◆ **Source records**
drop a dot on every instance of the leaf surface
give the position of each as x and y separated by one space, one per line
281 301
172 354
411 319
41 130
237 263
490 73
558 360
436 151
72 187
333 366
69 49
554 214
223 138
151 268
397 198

◆ **Required work**
Write the material above as a JSON list of strings, with one string for each line and no entries for blank lines.

◆ **Task output**
[
  "drop a dot on every instance of the leaf surface",
  "give the position of each as x and y separated by one space, one per line",
  "281 301",
  "172 354",
  "411 319",
  "41 130",
  "237 263",
  "490 73",
  "558 360",
  "436 151",
  "72 187",
  "333 366",
  "69 49",
  "554 214",
  "223 138",
  "151 268",
  "397 198"
]